## Фрагмент текста

───

Заканчиваем знакомиться с книгой Ника Спенсера.
Несмотря на все разногласия, ведущие учёные двадцатого века были уверены, что дни религии сочтены. Вопрос был только лишь, как это случится. Октябрьская революция обещала стать вехой на этом пути. Большевики провозглашали, что коммунизм «основан на научном мировоззрении, в котором нет места для богов, ангелов, чертей и других порождений человеческой фантазии». История – это материальный процесс, в котором «единица – вздор, единица – ноль» в сравнении с коллективными действиями и производством, обменом и потреблением товаров. Коммунистическая наука понимает человека чисто материальным существом, стремящимся к комфорту и исчезающим после смерти. Старая церковная картина мира подпиралась лишь авторитетом церкви. Убери его – и религия рухнет.
Большевики засучили рукава в строительстве светского государства. Они отделили религии от государства и конфисковали церковные земли, а также запретили религиозную пропаганду среди молодёжи даже в семье. Удар по церкви получился разрушительный, но религия не исчезала. Последовала волна антирелигиозной пропаганды, прежде всего в школах. Церкви закрывали тысячами, а священникам запретили жить в городах. Из свыше 54 тысяч православных церквей к 1940 году осталось всего несколько сотен. В войну наступила оттепель, но десятком лет спустя пошла новая волна пропаганды, в которой науке была отведена особая роль. Пропагандисты не уставали твердить, что чудеса творят люди, а не бог. Излюбленным инструментом лекторов-безбожников была космонавтика. Герман Титов заявил на Всемирной выставке в Сиэтле, что он не увидел бога и ангелов в космосе.
Советские антирелигиозные плакаты
Гармония между наукой и атеизмом оказалась нарушена лысенковщиной, в результате которой советская биология была отброшена на десятилетия назад. Многие годы естественный отбор связывали с либеральным капитализмом имперской Британии и потому считали необоснованным. Так успехи в космосе «компенсировались» проблемам на земле в снабжении населения продовольствием. Объективный наблюдатель заключил бы, что пагубно влиять на науку может не столько религиозная идеология, но идеология вообще.

───

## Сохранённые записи
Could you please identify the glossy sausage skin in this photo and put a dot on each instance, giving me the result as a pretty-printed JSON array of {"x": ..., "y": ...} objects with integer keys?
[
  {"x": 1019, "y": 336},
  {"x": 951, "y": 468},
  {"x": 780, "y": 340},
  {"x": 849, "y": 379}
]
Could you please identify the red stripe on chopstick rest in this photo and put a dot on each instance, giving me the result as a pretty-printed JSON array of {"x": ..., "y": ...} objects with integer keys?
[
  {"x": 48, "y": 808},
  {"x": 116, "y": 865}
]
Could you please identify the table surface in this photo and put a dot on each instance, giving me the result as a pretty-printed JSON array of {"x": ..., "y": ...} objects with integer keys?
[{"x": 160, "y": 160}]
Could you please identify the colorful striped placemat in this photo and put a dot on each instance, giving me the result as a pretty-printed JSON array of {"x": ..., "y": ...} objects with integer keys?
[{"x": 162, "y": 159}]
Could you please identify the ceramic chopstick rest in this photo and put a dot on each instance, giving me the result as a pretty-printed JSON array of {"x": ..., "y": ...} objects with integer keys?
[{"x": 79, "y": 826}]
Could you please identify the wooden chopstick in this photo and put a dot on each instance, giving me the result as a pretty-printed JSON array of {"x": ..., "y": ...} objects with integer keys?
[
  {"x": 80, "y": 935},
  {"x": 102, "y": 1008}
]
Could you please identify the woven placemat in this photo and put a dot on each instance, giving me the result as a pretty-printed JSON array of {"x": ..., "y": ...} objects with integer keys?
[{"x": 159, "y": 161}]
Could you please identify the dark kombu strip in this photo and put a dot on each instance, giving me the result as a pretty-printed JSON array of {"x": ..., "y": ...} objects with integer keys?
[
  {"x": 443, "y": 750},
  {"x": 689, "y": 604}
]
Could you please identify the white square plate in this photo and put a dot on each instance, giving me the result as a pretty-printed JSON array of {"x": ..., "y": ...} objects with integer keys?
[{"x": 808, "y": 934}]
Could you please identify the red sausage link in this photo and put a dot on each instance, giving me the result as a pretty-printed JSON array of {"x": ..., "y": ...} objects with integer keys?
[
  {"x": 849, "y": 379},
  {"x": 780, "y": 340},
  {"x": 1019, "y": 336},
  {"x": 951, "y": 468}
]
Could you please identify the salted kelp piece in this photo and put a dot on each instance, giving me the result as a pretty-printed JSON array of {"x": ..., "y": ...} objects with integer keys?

───

## Задания
**1.** Процитируйте целиком фрагмент о борьбе советской власти с религией.
**2.** Перепишите строки записей от строки с «Could you please identify the white» до конца записей, заменив «square plate» на «round plate» и оставив всё остальное без изменений.

## Ответы
**1.**
Заканчиваем знакомиться с книгой Ника Спенсера.
Несмотря на все разногласия, ведущие учёные двадцатого века были уверены, что дни религии сочтены. Вопрос был только лишь, как это случится. Октябрьская революция обещала стать вехой на этом пути. Большевики провозглашали, что коммунизм «основан на научном мировоззрении, в котором нет места для богов, ангелов, чертей и других порождений человеческой фантазии». История – это материальный процесс, в котором «единица – вздор, единица – ноль» в сравнении с коллективными действиями и производством, обменом и потреблением товаров. Коммунистическая наука понимает человека чисто материальным существом, стремящимся к комфорту и исчезающим после смерти. Старая церковная картина мира подпиралась лишь авторитетом церкви. Убери его – и религия рухнет.
Большевики засучили рукава в строительстве светского государства. Они отделили религии от государства и конфисковали церковные земли, а также запретили религиозную пропаганду среди молодёжи даже в семье. Удар по церкви получился разрушительный, но религия не исчезала. Последовала волна антирелигиозной пропаганды, прежде всего в школах. Церкви закрывали тысячами, а священникам запретили жить в городах. Из свыше 54 тысяч православных церквей к 1940 году осталось всего несколько сотен. В войну наступила оттепель, но десятком лет спустя пошла новая волна пропаганды, в которой науке была отведена особая роль. Пропагандисты не уставали твердить, что чудеса творят люди, а не бог. Излюбленным инструментом лекторов-безбожников была космонавтика. Герман Титов заявил на Всемирной выставке в Сиэтле, что он не увидел бога и ангелов в космосе.
Советские антирелигиозные плакаты
Гармония между наукой и атеизмом оказалась нарушена лысенковщиной, в результате которой советская биология была отброшена на десятилетия назад. Многие годы естественный отбор связывали с либеральным капитализмом имперской Британии и потому считали необоснованным. Так успехи в космосе «компенсировались» проблемам на земле в снабжении населения продовольствием. Объективный наблюдатель заключил бы, что пагубно влиять на науку может не столько религиозная идеология, но идеология вообще.

**2.**
Could you please identify the white round plate in this photo and put a dot on each instance, giving me the result as a pretty-printed JSON array of {"x": ..., "y": ...} objects with integer keys?
[{"x": 808, "y": 934}]
Could you please identify the red sausage link in this photo and put a dot on each instance, giving me the result as a pretty-printed JSON array of {"x": ..., "y": ...} objects with integer keys?
[
  {"x": 849, "y": 379},
  {"x": 780, "y": 340},
  {"x": 1019, "y": 336},
  {"x": 951, "y": 468}
]
Could you please identify the salted kelp piece in this photo and put a dot on each instance, giving me the result as a pretty-printed JSON array of {"x": ..., "y": ...} objects with integer keys?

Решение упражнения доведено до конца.